- Stated problem -
Please reproduce only the lines of the records below from the line with "One point belongs on each instance of the car side" to the line with "(1204, 290)", both included, with every character unchanged.

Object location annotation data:
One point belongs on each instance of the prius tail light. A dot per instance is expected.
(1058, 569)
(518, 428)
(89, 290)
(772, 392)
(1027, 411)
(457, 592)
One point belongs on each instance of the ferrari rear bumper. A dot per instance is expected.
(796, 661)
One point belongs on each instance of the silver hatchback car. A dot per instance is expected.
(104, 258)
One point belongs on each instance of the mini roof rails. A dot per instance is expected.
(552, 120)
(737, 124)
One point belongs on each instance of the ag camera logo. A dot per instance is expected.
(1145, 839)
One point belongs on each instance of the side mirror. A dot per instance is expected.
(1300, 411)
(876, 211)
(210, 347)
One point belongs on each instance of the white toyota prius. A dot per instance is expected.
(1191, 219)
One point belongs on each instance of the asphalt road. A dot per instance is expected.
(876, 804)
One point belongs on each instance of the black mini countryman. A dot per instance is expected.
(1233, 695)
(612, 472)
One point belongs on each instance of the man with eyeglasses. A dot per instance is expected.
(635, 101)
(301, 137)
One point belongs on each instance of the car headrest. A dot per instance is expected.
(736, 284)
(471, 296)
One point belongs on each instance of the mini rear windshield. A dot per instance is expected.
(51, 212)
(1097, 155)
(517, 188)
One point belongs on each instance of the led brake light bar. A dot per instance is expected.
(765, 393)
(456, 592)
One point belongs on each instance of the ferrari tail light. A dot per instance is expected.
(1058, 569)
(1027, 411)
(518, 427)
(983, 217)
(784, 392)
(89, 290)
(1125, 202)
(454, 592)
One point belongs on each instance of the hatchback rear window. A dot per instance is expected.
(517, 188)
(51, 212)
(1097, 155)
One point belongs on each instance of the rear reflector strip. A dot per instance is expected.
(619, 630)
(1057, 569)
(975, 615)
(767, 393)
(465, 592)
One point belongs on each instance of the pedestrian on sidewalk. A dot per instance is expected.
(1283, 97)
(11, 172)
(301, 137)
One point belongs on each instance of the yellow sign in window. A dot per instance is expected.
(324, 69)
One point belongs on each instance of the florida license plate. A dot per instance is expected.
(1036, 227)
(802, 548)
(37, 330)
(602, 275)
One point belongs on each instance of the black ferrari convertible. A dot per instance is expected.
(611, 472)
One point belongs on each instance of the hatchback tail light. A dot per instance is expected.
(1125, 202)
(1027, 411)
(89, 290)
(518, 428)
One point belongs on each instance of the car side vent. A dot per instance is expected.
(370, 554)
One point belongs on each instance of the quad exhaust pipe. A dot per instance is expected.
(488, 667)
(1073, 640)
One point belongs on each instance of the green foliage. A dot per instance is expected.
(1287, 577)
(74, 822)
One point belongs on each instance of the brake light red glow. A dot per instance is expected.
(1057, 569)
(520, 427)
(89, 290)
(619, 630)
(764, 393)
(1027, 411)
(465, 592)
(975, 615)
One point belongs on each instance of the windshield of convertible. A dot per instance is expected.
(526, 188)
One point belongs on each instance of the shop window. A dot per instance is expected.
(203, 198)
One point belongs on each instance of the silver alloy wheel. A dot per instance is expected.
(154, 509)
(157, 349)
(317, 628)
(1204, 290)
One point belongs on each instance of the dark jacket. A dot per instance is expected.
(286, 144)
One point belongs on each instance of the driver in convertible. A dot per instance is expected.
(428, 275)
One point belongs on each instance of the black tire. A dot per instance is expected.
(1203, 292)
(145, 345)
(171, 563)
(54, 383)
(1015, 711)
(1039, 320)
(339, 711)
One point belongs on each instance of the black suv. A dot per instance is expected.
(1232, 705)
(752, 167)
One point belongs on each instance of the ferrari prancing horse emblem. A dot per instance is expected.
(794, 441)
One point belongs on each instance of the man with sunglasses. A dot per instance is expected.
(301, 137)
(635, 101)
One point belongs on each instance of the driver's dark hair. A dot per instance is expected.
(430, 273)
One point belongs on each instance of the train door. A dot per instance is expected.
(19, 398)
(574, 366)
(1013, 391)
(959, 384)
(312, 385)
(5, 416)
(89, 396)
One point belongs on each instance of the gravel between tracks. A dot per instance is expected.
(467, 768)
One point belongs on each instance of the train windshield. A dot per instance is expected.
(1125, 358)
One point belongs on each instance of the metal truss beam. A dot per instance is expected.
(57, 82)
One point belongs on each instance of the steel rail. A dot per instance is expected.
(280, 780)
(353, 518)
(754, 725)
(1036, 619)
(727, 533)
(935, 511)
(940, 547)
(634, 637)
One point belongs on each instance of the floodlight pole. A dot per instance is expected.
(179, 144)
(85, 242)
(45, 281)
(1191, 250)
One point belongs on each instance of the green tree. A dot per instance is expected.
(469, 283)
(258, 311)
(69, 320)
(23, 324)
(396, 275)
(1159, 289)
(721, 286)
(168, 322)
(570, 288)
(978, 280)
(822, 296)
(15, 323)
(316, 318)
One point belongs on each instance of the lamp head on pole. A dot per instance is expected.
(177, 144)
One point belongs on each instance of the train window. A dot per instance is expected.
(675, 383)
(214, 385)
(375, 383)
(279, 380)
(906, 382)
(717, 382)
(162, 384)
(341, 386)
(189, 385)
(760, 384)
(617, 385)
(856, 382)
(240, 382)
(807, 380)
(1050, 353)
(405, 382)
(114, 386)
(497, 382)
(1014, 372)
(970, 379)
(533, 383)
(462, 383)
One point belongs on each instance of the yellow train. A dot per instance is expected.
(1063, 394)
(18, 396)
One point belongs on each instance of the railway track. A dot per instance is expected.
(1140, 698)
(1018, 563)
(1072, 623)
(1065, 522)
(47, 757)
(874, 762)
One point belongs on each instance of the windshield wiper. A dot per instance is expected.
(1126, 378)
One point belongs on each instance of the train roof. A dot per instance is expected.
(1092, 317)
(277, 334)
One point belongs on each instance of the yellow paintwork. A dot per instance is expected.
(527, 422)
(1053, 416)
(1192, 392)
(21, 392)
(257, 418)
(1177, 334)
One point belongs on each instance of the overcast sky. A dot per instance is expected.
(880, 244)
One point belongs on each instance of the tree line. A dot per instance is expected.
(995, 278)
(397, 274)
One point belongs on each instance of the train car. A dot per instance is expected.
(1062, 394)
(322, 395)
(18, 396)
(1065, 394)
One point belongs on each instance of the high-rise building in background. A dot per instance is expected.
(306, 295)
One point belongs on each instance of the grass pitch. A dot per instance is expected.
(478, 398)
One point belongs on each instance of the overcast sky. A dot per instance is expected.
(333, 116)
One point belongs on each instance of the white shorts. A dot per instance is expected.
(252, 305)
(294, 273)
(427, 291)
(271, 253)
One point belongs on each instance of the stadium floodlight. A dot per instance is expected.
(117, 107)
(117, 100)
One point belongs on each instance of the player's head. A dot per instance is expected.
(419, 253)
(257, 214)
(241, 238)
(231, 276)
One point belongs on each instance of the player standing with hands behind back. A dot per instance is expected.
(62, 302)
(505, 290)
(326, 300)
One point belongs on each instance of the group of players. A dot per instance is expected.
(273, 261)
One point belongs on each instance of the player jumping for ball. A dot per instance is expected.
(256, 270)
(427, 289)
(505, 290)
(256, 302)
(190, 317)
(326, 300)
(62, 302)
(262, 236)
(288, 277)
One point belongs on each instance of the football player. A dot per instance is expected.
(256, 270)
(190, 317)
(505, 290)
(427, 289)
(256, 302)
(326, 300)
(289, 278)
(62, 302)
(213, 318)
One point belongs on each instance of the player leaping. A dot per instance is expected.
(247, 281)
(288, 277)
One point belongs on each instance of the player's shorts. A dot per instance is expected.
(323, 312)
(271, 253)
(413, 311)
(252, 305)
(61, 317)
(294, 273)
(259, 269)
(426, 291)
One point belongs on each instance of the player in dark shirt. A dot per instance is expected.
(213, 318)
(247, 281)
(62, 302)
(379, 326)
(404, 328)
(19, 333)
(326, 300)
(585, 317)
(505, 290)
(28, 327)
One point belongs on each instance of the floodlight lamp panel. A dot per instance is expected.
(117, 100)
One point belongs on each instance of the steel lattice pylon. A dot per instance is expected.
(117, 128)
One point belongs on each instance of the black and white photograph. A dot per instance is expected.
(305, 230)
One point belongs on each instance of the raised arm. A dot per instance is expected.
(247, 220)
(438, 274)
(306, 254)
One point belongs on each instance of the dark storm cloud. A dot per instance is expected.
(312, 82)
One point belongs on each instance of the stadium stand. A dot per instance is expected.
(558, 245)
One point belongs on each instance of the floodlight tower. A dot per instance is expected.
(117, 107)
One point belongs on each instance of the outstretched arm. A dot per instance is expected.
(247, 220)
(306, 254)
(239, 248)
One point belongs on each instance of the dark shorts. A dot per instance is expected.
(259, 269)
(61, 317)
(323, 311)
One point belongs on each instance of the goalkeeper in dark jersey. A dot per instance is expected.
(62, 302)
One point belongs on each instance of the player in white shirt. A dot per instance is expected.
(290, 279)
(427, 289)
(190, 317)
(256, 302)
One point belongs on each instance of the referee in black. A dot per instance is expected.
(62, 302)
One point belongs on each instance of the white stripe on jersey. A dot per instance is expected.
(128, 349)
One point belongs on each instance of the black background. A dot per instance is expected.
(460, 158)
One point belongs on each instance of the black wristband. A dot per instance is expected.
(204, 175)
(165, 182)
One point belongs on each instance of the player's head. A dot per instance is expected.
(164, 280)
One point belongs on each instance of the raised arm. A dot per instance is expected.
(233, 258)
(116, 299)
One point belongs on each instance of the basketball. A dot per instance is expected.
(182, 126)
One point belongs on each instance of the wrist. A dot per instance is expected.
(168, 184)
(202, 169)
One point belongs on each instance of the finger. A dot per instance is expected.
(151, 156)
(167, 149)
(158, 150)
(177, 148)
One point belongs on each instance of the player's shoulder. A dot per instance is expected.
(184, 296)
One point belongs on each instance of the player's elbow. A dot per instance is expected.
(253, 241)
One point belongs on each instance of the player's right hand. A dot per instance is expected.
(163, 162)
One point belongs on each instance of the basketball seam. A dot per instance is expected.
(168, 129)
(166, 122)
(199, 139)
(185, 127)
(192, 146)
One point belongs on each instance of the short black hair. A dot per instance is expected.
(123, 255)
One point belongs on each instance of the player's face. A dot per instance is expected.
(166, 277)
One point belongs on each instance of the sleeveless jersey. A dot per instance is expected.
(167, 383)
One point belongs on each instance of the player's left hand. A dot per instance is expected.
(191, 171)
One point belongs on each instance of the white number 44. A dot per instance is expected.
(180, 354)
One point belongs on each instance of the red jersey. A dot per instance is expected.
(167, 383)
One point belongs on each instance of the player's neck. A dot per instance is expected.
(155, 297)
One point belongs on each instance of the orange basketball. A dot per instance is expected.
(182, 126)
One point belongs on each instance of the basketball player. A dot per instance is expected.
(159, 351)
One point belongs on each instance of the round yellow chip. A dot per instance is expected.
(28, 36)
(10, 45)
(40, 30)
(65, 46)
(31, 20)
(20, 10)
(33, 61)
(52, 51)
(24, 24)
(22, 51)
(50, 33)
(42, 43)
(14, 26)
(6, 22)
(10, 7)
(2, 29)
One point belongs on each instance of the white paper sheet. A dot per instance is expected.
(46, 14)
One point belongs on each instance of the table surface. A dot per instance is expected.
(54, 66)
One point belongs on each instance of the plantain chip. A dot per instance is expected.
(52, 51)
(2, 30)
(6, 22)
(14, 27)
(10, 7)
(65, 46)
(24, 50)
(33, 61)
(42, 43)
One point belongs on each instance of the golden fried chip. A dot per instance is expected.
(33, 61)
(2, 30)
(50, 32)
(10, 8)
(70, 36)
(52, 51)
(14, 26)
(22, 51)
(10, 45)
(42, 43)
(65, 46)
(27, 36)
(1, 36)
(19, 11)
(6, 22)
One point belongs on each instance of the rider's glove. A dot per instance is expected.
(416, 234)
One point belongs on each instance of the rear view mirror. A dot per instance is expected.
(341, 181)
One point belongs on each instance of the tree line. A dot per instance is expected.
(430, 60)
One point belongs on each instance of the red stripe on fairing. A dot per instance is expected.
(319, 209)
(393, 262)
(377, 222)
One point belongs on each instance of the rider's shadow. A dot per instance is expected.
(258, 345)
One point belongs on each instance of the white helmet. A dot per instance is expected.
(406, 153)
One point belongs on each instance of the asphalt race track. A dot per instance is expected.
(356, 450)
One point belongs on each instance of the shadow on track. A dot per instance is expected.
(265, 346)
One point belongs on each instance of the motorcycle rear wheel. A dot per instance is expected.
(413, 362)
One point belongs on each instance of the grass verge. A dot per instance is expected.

- Task output -
One point belongs on each instance of the car side vent. A dot per instance is expected.
(370, 554)
One point belongs on each instance of the quad exhaust pipe. A dot per instance is expected.
(488, 667)
(1073, 640)
One point belongs on each instance of the green foliage. A dot per instance is expected.
(1287, 577)
(74, 822)
One point belongs on each instance of the brake light red glow. A dot per instance is expected.
(1057, 569)
(520, 427)
(89, 290)
(619, 630)
(764, 393)
(1027, 411)
(465, 592)
(975, 615)
One point belongs on each instance of the windshield of convertible. A dot per instance is expected.
(526, 188)
One point belongs on each instance of the shop window. A dot per instance is expected.
(203, 198)
One point belongs on each instance of the silver alloy wheel. A dot per instance is expected.
(154, 509)
(157, 349)
(317, 628)
(1204, 290)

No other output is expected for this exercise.